Exercise details: Update the material below by changing every "thickest part" to "widest part" and leaving everything else as it is. Give it back without the pictures.

Records to use:
● ● ● ●
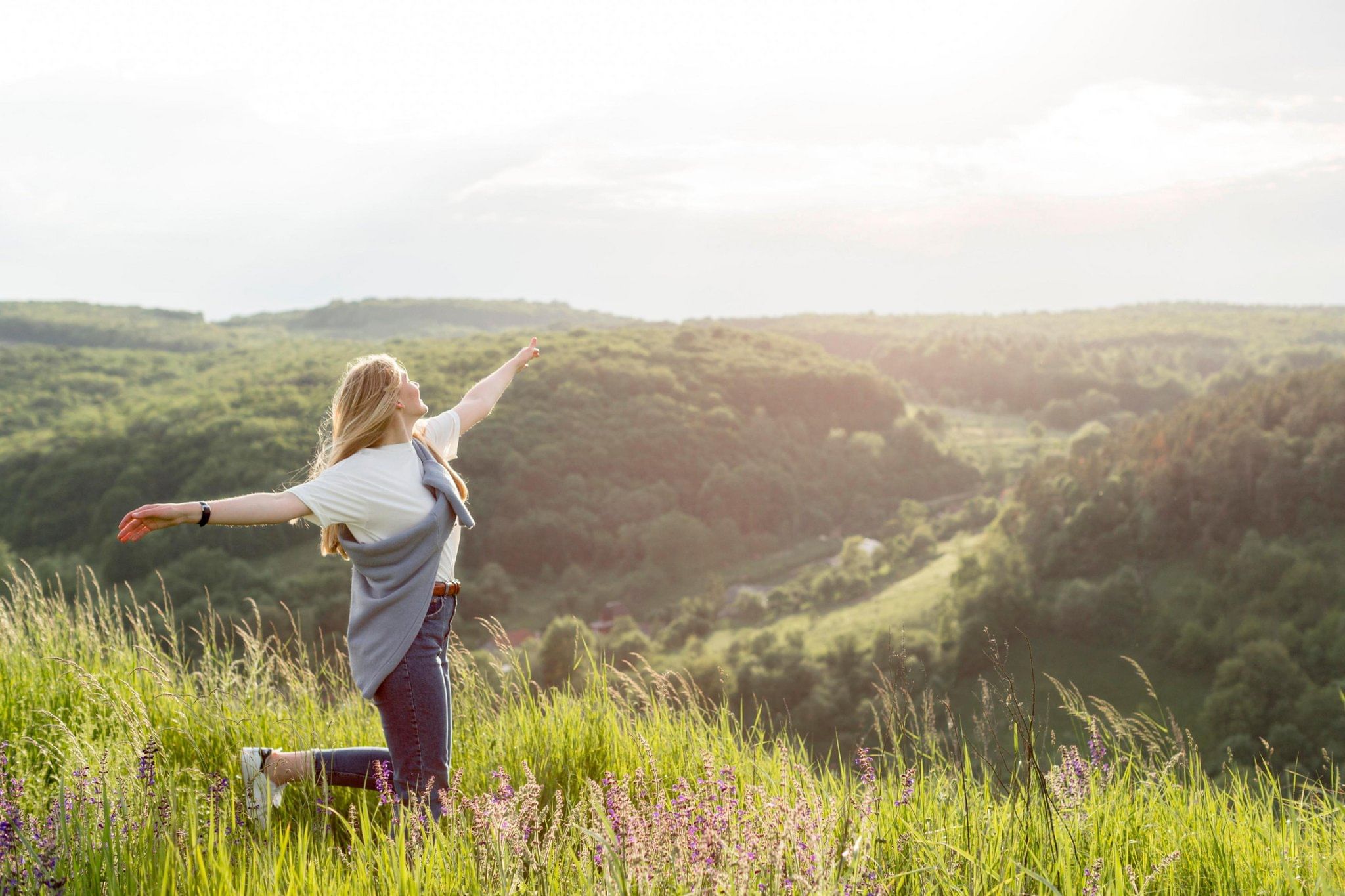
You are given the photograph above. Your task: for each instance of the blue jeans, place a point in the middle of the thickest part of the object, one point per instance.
(416, 704)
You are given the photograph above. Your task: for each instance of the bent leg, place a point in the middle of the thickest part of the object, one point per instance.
(350, 766)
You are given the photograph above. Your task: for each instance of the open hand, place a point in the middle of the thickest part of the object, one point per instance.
(148, 517)
(527, 354)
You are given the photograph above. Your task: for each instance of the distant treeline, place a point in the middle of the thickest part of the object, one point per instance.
(625, 464)
(1238, 501)
(1069, 368)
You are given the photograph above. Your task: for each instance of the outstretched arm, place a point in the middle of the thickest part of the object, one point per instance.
(479, 399)
(260, 508)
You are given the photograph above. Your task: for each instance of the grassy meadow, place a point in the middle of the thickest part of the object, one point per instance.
(120, 777)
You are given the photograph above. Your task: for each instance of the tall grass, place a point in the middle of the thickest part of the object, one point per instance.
(119, 777)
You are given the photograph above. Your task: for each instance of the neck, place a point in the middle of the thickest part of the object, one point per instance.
(399, 431)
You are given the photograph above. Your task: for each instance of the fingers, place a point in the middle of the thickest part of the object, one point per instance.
(141, 522)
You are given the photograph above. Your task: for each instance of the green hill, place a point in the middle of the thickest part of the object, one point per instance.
(626, 464)
(87, 324)
(1208, 536)
(378, 319)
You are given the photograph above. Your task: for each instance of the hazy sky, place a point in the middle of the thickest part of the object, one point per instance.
● ● ● ●
Exercise output:
You are given the photograph above. Your task: for each instance of the blue jeans, place a point in the middle of the widest part of the object, one point per instance.
(416, 704)
You are given the photograph above. Your task: for each instance of the bent leg, place a point in the middle of the widest part of the object, one point per instance.
(350, 766)
You are given the photograph above. Your task: for each instance of the open hand, place a point in the middle of the widest part of the object, one point per instance.
(148, 517)
(527, 354)
You are given the photograph above. Your task: for each instance of the distant treeline, place a point in the middle of the widest part of the object, one point per instance.
(625, 464)
(1238, 501)
(1069, 368)
You are given the photograph above. Your task: for each instance of the outstretched arm, place a point in the middle of the widest part of the object, one point per instance.
(479, 399)
(260, 508)
You are given the photograph above. Your task: for each instance of the grassy meadow, place a point in the middle of the widest part of the object, one point per instance.
(120, 777)
You are given the photograph above. Your task: for each instance of the tall grass, place a point in the middle of the widest part of the object, one point per instance.
(119, 777)
You are given the photograph above. Your task: for each instance of the neck, place a point in the middle of the widest part of the object, one point per instance.
(399, 431)
You are given the photograph above. Your task: for each instance of the fingers, place a point in the middle of the widest part of the object, one point per instance.
(141, 522)
You are given the photograph above. Your task: for each instance of the green hill, place a point in the middle of the widest part of the object, one point per instance.
(626, 464)
(87, 324)
(1208, 536)
(378, 319)
You are given the photograph above. Your task: for each instance of the hazy sky, place a point in the middle of the widest part of the object, one point per instance.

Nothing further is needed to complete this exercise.